** begin SOURCE DOCUMENT **

Ignoring spaces in regular expression matching

Mark Rae · May 21, 2006

Hi,

I'm trying to construct a RegEx pattern which will validate a string so that
it can contain:

only the numerical characters from 0 to 9 i.e. no decimal points, negative
signs, exponentials etc
only the 26 letters of the standard Western alphabet in either upper or
lower case
spaces i.e. ASCII character 32

I seem to be doing OK with the first two criteria, but am having trouble
with the space character.

E.g. the following works perfectly:

Regex.IsMatch("ThisIsThe2ndString", @"[^0-9][^a-z][^A-Z]")

However, this doesn't work:

Regex.IsMatch("This Is The 2nd String", @"[^0-9][^a-z][^A-Z]")

I've tried various combinations of [\s] and [^\s] but with little success.

However, the following works, though I don't really understand why:

Regex.IsMatch("This is the 2nd string", @"[^0-9][^a-z][^A-Z]",
RegexOptions.IgnoreCase)

Any assistance gratefully received.

Mark

Paul E Collins · May 21, 2006

Mark said:
I'm trying to construct a RegEx pattern which will
validate a string so that it can contain [only digits.
letters and spaces]

I think you want something like this:
^[a-zA-Z0-9 ]*$
i.e. every character between ^ start and $ end must be in the [group],
and there can be * zero or more of them (you'd use + if you want at
least one character in there). Be aware that "\s" would match some
things that aren't spaces (like tabs and newlines).

Of course, if you're having special trouble with spaces, you could do
s.Replace(" ", "") first to get rid of them in your validator.

Finally, I'm not convinced that regexes are ideal in .NET for this
kind of trivial check (as opposed to something complicated like nested
expressions and optional segments), because they're a special library
call and not a native operator as in Perl, which I suspect you might
have come from. I expect a loop like this would be more efficient:

bool valid = true;
for (int i = 0; i < s.Length; i++)
{
if (!((s >= 'A' && s <= 'Z') || (s >= 'a' && s <= 'z')
|| (s >= '0' && s <= '9') || s == ' '))
{
valid = false; break;
}
}

Eq.

Tasos Vogiatzoglou · May 21, 2006

string[] strs = new string[] { "ABC123", "ABC1.1", "ABC 123", "ABC 123
.." };

string srx = @"[^\.]+|[\w\s\d]+";
Regex rx = new Regex(srx,RegexOptions.ECMAScript);

foreach (string str in strs)
{
Console.WriteLine("{0} {1}", str,
rx.Match(str).Length==str.Length);
}

This works (if I understood correctly your problem). IsMatch returns
true for any match in the string so I don't think this is the one you
want.

Regards,
Tasos

Kevin Spencer · May 21, 2006

You can use a literal space in your character set:

(?i)[^a-z 0-9]

The "(?i)" indicates case-insensitivity. Note the literal space between
"a-z" and "0-9". This excludes the space character as well.

The "\s" indicates *any* white-space character, including such things as
tabs. If that is what you want, use:

(?i)[^a-z\s0-9]

--
HTH,

Kevin Spencer
Microsoft MVP
Professional Numbskull

The man who questions opinions is wise.
The man who quarrels with facts is a fool.

Mark Rae · May 21, 2006

You can use a literal space in your character set:

(?i)[^a-z 0-9]

The "(?i)" indicates case-insensitivity. Note the literal space between
"a-z" and "0-9". This excludes the space character as well.

The "\s" indicates *any* white-space character, including such things as
tabs. If that is what you want, use:

(?i)[^a-z\s0-9]

Excellent! Thanks very much.

** end SOURCE DOCUMENT **

> REQUIRED TASK 1
Based on the regular expression thread, state whether each statement below agrees with it, answering yes or no and quoting the words of the thread that decide it. (a) Paul E Collins warns that "\s" matches characters other than spaces, such as tabs and newlines. (b) Kevin Spencer explains that "(?i)" makes the pattern case-sensitive. (c) Mark Rae understands why the version using RegexOptions.IgnoreCase works.
> REQUIRED TASK 2
Return the passage of the regular expression thread from "string[] strs = new" up to and including "str in strs)", copied word for word.

** begin RECORD EXTRACTS **

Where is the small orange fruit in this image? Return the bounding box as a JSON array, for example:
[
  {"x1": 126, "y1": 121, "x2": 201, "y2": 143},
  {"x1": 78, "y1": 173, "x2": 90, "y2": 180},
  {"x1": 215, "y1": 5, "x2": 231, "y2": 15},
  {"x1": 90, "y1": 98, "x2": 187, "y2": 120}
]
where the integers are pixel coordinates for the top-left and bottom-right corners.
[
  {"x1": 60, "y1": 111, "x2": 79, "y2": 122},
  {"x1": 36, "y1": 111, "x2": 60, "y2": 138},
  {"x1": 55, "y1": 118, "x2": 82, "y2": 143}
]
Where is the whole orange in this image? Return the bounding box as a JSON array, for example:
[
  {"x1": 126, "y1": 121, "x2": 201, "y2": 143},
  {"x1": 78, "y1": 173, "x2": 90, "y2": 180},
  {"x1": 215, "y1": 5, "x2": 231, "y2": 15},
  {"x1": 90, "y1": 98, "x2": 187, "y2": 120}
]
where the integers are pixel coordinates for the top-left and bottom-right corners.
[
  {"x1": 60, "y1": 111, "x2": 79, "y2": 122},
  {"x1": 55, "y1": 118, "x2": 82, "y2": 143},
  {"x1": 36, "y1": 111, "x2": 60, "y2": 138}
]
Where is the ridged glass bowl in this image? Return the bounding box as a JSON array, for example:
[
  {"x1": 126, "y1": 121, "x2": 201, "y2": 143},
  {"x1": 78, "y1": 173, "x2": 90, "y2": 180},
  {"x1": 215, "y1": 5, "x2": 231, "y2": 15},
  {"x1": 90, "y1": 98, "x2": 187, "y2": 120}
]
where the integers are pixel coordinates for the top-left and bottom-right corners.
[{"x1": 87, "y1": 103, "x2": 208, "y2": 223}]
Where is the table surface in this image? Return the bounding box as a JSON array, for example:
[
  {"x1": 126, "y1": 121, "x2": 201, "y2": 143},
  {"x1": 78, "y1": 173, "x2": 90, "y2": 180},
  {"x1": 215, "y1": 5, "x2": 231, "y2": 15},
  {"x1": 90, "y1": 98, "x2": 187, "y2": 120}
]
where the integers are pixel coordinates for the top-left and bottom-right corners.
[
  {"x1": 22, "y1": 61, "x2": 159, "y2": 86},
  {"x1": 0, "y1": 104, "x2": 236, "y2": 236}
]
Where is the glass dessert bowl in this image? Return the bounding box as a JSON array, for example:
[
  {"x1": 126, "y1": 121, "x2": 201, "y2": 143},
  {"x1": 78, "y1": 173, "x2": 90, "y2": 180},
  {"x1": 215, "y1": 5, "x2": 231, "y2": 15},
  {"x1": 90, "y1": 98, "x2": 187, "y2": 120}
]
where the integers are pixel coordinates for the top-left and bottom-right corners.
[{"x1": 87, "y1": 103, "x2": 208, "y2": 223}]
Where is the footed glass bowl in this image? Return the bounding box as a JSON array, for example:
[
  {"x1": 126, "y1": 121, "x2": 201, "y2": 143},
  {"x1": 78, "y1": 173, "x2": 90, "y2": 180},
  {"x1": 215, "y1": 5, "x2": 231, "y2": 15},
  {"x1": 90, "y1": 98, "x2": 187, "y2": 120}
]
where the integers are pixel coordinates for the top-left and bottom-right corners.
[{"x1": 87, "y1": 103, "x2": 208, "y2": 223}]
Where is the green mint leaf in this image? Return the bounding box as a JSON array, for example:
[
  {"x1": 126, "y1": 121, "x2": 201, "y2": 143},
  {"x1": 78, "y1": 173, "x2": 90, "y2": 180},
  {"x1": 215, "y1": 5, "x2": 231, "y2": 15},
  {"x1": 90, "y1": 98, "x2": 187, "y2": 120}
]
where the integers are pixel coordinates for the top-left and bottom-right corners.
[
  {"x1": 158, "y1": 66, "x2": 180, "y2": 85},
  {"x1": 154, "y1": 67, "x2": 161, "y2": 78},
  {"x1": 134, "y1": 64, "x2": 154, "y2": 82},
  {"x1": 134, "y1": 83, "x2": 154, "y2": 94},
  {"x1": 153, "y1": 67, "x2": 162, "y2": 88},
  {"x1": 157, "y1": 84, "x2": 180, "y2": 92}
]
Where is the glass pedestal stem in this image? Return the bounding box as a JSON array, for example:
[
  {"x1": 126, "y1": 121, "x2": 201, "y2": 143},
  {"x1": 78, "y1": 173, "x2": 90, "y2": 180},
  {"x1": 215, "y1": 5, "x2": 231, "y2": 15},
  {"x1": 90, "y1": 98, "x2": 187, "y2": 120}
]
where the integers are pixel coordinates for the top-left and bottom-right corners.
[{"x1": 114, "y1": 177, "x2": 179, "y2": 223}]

** end RECORD EXTRACTS **

> EXERCISE RESPONSE 1
(a) Yes: "Be aware that "\s" would match some things that aren't spaces (like tabs and newlines)."
(b) No: "The "(?i)" indicates case-insensitivity."
(c) No: "However, the following works, though I don't really understand why:"

> EXERCISE RESPONSE 2
string[] strs = new string[] { "ABC123", "ABC1.1", "ABC 123", "ABC 123
.." };

string srx = @"[^\.]+|[\w\s\d]+";
Regex rx = new Regex(srx,RegexOptions.ECMAScript);

foreach (string str in strs)